WHAT IS EXPECTED. Lines with the string "sleeve" must each be copied from the listing.

SOURCE DATA.
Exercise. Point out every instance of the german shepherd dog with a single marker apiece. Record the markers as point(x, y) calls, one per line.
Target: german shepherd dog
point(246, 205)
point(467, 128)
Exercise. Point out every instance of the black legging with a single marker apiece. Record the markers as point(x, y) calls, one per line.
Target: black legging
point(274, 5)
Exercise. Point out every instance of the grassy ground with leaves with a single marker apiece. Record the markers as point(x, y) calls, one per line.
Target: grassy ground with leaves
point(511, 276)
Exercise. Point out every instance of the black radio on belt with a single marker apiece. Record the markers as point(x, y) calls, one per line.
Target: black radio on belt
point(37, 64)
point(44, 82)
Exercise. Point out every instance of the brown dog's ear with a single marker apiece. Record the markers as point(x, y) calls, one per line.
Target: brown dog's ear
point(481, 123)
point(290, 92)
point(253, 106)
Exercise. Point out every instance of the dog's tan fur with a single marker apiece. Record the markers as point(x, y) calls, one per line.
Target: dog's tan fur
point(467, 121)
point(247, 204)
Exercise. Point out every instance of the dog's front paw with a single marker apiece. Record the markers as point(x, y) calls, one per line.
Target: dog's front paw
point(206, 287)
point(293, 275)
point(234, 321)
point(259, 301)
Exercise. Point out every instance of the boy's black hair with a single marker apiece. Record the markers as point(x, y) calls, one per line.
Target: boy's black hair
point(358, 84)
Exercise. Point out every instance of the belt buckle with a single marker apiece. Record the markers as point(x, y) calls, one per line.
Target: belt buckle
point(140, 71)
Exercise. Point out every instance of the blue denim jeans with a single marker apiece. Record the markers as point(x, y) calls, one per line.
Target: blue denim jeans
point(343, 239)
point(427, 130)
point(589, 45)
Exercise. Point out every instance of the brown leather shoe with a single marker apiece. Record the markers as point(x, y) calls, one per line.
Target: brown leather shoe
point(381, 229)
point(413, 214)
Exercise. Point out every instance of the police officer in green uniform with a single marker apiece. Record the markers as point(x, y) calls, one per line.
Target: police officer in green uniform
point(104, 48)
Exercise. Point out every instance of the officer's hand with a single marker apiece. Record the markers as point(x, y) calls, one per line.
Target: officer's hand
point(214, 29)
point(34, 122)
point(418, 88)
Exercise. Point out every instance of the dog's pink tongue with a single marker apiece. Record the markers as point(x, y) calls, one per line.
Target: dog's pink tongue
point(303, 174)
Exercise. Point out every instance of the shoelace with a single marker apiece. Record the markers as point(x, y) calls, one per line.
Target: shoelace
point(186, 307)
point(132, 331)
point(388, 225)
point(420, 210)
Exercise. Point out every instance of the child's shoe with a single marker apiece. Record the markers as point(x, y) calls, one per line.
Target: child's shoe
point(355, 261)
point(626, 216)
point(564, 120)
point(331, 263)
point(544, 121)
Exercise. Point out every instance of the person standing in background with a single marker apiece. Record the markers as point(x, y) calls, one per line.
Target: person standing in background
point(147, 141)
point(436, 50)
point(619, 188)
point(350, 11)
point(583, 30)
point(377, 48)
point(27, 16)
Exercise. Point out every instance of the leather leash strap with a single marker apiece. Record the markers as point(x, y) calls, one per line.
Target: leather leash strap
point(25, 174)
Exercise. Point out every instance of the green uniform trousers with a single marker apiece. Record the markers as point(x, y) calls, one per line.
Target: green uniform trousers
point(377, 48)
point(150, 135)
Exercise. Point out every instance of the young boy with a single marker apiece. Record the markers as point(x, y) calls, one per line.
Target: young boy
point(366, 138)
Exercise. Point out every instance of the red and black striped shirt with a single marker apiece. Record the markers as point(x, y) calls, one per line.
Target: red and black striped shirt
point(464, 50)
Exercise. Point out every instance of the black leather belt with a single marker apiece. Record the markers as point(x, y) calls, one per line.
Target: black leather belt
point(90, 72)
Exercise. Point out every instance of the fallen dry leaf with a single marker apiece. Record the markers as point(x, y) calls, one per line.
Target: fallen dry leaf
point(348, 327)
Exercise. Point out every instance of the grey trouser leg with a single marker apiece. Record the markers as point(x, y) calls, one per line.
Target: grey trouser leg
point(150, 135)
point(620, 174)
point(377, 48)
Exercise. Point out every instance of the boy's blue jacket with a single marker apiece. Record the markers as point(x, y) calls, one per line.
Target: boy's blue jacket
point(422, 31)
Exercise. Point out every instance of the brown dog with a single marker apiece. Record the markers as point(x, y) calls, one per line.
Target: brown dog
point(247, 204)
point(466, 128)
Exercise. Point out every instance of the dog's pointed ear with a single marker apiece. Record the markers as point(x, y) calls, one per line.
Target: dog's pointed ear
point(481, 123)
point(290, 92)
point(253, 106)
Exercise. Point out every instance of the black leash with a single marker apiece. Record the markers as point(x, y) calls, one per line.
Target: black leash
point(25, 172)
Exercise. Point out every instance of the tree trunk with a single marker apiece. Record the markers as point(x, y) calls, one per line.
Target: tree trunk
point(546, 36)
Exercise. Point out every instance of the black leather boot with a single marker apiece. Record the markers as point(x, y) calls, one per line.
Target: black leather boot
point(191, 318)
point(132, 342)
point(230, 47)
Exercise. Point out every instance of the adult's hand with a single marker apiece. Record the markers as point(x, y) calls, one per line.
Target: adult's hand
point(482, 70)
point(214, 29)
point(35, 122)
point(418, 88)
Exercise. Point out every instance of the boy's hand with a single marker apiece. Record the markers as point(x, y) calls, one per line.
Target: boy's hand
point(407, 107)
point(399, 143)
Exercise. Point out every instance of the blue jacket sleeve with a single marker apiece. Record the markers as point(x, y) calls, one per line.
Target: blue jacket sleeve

REPLY TO THE TASK.
Exercise. Point out every instance of the blue jacket sleeve with a single marker apiece. Record the markers as point(x, y) calls, one per line.
Target: blue jacket sleeve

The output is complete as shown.